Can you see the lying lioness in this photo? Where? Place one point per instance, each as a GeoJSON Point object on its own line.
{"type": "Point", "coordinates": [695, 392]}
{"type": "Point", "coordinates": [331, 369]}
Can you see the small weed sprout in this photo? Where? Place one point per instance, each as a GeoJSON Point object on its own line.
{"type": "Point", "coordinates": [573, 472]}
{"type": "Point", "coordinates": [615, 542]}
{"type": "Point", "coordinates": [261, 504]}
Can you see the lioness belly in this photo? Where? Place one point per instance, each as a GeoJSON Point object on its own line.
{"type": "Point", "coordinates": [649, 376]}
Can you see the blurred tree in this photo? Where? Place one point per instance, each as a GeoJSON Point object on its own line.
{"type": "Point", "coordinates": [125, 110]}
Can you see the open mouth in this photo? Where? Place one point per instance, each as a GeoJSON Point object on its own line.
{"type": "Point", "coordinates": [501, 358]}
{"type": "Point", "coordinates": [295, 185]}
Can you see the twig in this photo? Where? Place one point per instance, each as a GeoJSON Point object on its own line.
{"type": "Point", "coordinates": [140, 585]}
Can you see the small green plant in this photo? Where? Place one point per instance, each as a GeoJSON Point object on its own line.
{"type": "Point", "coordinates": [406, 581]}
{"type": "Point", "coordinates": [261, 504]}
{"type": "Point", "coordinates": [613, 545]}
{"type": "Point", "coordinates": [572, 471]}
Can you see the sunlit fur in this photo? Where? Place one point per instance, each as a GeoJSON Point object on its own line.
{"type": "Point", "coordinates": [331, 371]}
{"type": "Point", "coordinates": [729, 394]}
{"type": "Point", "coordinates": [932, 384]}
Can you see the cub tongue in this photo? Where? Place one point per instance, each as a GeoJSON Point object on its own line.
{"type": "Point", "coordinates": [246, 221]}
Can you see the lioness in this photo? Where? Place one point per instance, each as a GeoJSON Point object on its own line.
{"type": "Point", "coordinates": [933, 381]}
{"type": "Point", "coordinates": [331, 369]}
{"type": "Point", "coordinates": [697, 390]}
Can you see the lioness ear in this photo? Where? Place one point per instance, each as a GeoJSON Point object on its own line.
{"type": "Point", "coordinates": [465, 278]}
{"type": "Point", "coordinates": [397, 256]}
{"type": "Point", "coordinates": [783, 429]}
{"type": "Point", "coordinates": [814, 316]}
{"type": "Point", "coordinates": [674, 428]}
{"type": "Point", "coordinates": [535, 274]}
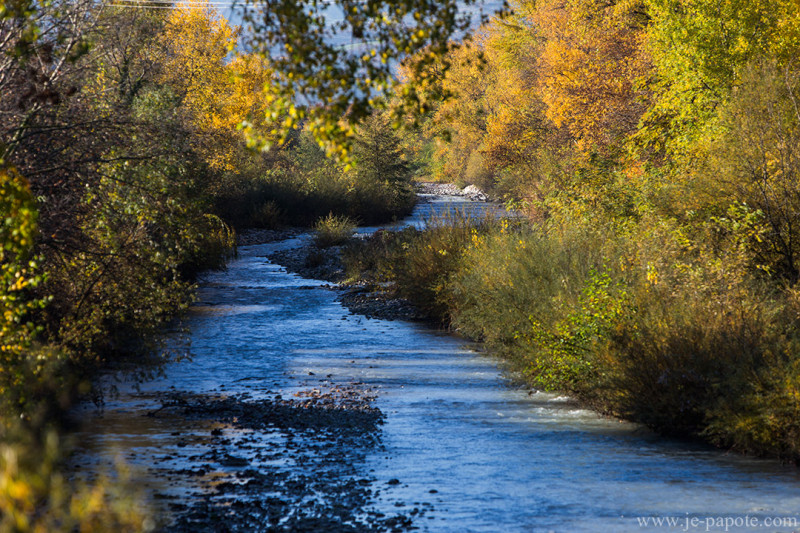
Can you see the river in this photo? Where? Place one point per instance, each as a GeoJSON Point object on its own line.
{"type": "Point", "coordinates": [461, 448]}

● TASK REQUIREMENTS:
Quote every row above word for word, leaving out the pictures.

● THE RESULT:
Can you see the lying lioness in this photo? Where? Place one point per instance, each as a GeoJSON Point object on its own line.
{"type": "Point", "coordinates": [695, 392]}
{"type": "Point", "coordinates": [331, 369]}
Can you see the small weed sprout in this photo? Where? Place one point per instance, each as a GeoJSON Point object on its own line.
{"type": "Point", "coordinates": [573, 472]}
{"type": "Point", "coordinates": [615, 542]}
{"type": "Point", "coordinates": [261, 504]}
Can you see the lioness belly in this photo? Where? Place one point per instance, each as a GeoJSON Point object on its own line.
{"type": "Point", "coordinates": [649, 376]}
Can you see the blurred tree in this photo? Where? Place one point per instance, each as a GeoJSON Point object on its own line.
{"type": "Point", "coordinates": [125, 110]}
Can you see the open mouth in this photo? Where? Place one point per instance, each as a GeoJSON Point object on its own line.
{"type": "Point", "coordinates": [501, 358]}
{"type": "Point", "coordinates": [295, 185]}
Can you see the twig in this photo? Where? Place one point per instance, each as a GeoJSON Point object on its own line.
{"type": "Point", "coordinates": [140, 585]}
Can you see the small green plant in this photo? Where? Place one point per instance, each as a GeoJSON Point object on its own line.
{"type": "Point", "coordinates": [406, 581]}
{"type": "Point", "coordinates": [261, 504]}
{"type": "Point", "coordinates": [613, 545]}
{"type": "Point", "coordinates": [572, 471]}
Can you see the sunlit fur in this photo? Where? Place one point per instance, each as a GeoJSON Point object on its own line.
{"type": "Point", "coordinates": [331, 371]}
{"type": "Point", "coordinates": [729, 394]}
{"type": "Point", "coordinates": [932, 384]}
Can you see the cub tongue in this photo? Where? Place one point per instance, each as a GeoJSON Point object on its own line.
{"type": "Point", "coordinates": [246, 221]}
Can you see the lioness in this photo? Where? Place one point per instance, each as a GeoJSON Point object on its own line.
{"type": "Point", "coordinates": [933, 381]}
{"type": "Point", "coordinates": [331, 369]}
{"type": "Point", "coordinates": [697, 390]}
Can you see the lioness ear in this photo? Where? Place one point per instance, each as a GeoJSON Point object on its own line.
{"type": "Point", "coordinates": [465, 278]}
{"type": "Point", "coordinates": [397, 256]}
{"type": "Point", "coordinates": [783, 429]}
{"type": "Point", "coordinates": [814, 316]}
{"type": "Point", "coordinates": [674, 428]}
{"type": "Point", "coordinates": [535, 274]}
Can you see the river in this photo? Where? Place one point per instance, each as a GeoJSON Point object on its own line.
{"type": "Point", "coordinates": [461, 448]}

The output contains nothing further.